# DATA SUPPLIED
---*---
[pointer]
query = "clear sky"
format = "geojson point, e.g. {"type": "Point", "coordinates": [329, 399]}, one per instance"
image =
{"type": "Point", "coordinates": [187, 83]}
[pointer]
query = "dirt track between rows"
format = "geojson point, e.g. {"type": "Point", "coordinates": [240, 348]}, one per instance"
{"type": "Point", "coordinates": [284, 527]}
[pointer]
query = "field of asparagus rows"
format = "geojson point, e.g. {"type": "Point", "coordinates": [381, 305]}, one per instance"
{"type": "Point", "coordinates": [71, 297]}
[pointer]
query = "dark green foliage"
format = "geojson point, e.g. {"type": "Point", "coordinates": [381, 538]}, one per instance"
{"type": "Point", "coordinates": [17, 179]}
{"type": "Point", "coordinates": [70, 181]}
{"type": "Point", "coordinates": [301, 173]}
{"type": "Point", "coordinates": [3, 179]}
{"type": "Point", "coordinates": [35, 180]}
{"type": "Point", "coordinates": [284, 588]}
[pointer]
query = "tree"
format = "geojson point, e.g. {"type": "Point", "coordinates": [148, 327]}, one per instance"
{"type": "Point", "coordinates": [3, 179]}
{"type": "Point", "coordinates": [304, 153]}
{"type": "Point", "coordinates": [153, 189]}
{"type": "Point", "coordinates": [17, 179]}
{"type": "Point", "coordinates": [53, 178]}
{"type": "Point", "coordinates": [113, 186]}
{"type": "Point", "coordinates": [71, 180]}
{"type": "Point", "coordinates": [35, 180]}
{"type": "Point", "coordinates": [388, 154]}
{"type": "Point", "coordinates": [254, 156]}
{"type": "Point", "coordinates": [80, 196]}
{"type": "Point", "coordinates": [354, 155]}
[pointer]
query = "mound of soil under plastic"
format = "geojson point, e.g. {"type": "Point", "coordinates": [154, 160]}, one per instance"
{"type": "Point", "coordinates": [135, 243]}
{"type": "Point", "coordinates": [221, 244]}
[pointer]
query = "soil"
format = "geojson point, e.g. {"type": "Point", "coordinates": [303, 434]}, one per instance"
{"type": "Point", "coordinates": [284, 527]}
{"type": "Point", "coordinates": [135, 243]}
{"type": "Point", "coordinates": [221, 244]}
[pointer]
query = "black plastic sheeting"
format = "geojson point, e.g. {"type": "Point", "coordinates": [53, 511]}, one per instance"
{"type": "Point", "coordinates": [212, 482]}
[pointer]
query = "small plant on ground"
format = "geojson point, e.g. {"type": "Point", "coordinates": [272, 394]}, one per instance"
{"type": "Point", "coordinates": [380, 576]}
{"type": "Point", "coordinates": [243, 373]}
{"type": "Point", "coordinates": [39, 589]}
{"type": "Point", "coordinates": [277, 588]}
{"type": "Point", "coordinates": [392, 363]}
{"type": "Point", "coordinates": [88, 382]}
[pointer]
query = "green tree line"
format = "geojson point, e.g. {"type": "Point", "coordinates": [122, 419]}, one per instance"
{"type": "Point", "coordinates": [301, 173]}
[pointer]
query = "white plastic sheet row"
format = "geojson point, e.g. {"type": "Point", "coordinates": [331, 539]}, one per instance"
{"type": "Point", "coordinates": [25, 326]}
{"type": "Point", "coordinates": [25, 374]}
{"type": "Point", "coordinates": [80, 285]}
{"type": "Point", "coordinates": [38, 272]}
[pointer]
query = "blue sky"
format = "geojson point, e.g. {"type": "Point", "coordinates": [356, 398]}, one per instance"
---*---
# THE TASK
Look through the entries above. Copy out every line holding the word "query".

# ANSWER SPACE
query = "clear sky"
query = "dirt track between rows"
query = "field of asparagus rows"
query = "dark green foliage"
query = "tree"
query = "mound of soil under plastic"
query = "soil"
query = "black plastic sheeting"
query = "small plant on ground"
query = "green tree line"
query = "white plastic sheet row"
query = "blue sky"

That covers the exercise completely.